> _Your objective_
Would you repeat the whole listing exactly?

> _Information given_
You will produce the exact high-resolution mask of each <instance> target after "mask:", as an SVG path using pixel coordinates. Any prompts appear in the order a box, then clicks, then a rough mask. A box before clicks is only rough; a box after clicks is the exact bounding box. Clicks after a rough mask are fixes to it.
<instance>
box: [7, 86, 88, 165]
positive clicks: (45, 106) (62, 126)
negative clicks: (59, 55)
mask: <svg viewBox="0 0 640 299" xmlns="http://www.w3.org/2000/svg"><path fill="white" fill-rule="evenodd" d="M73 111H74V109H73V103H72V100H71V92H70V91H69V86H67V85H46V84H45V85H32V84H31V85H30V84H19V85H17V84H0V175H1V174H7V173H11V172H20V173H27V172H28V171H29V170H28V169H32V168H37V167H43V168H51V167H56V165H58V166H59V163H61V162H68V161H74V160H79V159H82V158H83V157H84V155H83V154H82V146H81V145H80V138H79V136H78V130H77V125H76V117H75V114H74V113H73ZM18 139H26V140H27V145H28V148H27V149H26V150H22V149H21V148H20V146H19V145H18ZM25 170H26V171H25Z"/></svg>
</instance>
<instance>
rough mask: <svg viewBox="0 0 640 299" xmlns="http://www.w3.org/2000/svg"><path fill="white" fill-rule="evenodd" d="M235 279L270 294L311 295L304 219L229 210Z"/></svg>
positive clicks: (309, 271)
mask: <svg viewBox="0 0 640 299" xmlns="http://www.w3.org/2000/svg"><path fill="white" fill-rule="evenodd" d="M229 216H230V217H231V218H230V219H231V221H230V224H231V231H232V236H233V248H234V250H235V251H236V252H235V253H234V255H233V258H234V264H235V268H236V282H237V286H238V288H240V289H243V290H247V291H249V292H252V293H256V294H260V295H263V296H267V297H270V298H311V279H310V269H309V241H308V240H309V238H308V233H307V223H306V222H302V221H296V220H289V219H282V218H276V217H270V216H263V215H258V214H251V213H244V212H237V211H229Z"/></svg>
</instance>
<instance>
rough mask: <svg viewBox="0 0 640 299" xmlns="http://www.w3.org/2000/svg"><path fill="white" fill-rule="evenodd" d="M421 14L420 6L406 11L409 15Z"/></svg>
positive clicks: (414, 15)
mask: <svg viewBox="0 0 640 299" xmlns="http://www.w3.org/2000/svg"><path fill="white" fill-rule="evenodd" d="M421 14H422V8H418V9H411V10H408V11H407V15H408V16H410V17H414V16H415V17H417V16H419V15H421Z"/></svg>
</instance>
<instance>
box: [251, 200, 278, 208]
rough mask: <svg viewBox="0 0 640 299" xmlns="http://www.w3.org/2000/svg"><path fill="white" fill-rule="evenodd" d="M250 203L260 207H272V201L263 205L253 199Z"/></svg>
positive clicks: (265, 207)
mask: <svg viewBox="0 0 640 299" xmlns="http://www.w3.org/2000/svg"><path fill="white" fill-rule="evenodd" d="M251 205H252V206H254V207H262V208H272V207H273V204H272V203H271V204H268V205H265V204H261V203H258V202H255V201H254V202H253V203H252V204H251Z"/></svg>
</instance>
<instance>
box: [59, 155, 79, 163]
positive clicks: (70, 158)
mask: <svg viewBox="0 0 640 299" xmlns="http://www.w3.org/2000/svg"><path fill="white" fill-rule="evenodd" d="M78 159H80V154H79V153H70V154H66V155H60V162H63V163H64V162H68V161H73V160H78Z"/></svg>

> _Response area_
You will produce the exact high-resolution mask of each <instance> target after "mask:", as an SVG path using pixel coordinates. Any prompts appear in the order a box, then clicks, then a rough mask. A box before clicks is only rough; a box after clicks is the exact bounding box. Clicks after a rough mask are fixes to it.
<instance>
box: [7, 86, 88, 165]
positive clicks: (45, 106) (62, 126)
negative clicks: (59, 55)
mask: <svg viewBox="0 0 640 299" xmlns="http://www.w3.org/2000/svg"><path fill="white" fill-rule="evenodd" d="M73 111H74V109H73V103H72V100H71V92H70V91H69V86H67V85H46V84H45V85H32V84H31V85H30V84H19V85H17V84H0V175H1V174H7V173H11V172H20V173H27V172H28V171H29V170H28V169H32V168H37V167H43V168H51V167H56V165H58V166H59V163H61V162H68V161H74V160H79V159H82V158H83V157H84V155H83V154H82V146H81V145H80V138H79V136H78V130H77V125H76V117H75V114H74V113H73ZM18 139H26V140H27V145H28V148H27V149H26V150H22V149H21V148H20V146H19V145H18ZM25 170H26V171H25Z"/></svg>
</instance>
<instance>
rough mask: <svg viewBox="0 0 640 299" xmlns="http://www.w3.org/2000/svg"><path fill="white" fill-rule="evenodd" d="M235 279L270 294L311 295L304 219L229 210Z"/></svg>
positive clicks: (309, 271)
mask: <svg viewBox="0 0 640 299" xmlns="http://www.w3.org/2000/svg"><path fill="white" fill-rule="evenodd" d="M229 216H230V217H231V218H230V219H231V221H230V224H231V231H232V236H233V248H234V250H235V251H236V252H235V253H234V255H233V258H234V264H235V268H236V282H237V286H238V288H240V289H243V290H247V291H249V292H252V293H256V294H260V295H263V296H267V297H270V298H311V279H310V269H309V241H308V240H309V238H308V233H307V223H306V222H302V221H296V220H289V219H282V218H276V217H270V216H263V215H258V214H251V213H244V212H237V211H229Z"/></svg>
</instance>
<instance>
rough mask: <svg viewBox="0 0 640 299" xmlns="http://www.w3.org/2000/svg"><path fill="white" fill-rule="evenodd" d="M421 14L420 6L406 11L409 15Z"/></svg>
positive clicks: (414, 15)
mask: <svg viewBox="0 0 640 299" xmlns="http://www.w3.org/2000/svg"><path fill="white" fill-rule="evenodd" d="M421 14H422V8H418V9H411V10H408V11H407V15H408V16H410V17H414V16H415V17H417V16H419V15H421Z"/></svg>
</instance>
<instance>
box: [251, 200, 278, 208]
rough mask: <svg viewBox="0 0 640 299" xmlns="http://www.w3.org/2000/svg"><path fill="white" fill-rule="evenodd" d="M250 203L260 207H272V201L263 205L253 199Z"/></svg>
positive clicks: (265, 207)
mask: <svg viewBox="0 0 640 299" xmlns="http://www.w3.org/2000/svg"><path fill="white" fill-rule="evenodd" d="M251 205H252V206H254V207H262V208H272V207H273V204H272V203H271V204H268V205H265V204H261V203H258V202H255V201H254V202H253V203H252V204H251Z"/></svg>
</instance>
<instance>
box: [59, 155, 79, 163]
positive clicks: (70, 158)
mask: <svg viewBox="0 0 640 299" xmlns="http://www.w3.org/2000/svg"><path fill="white" fill-rule="evenodd" d="M78 159H80V154H79V153H70V154H66V155H60V162H63V163H64V162H68V161H73V160H78Z"/></svg>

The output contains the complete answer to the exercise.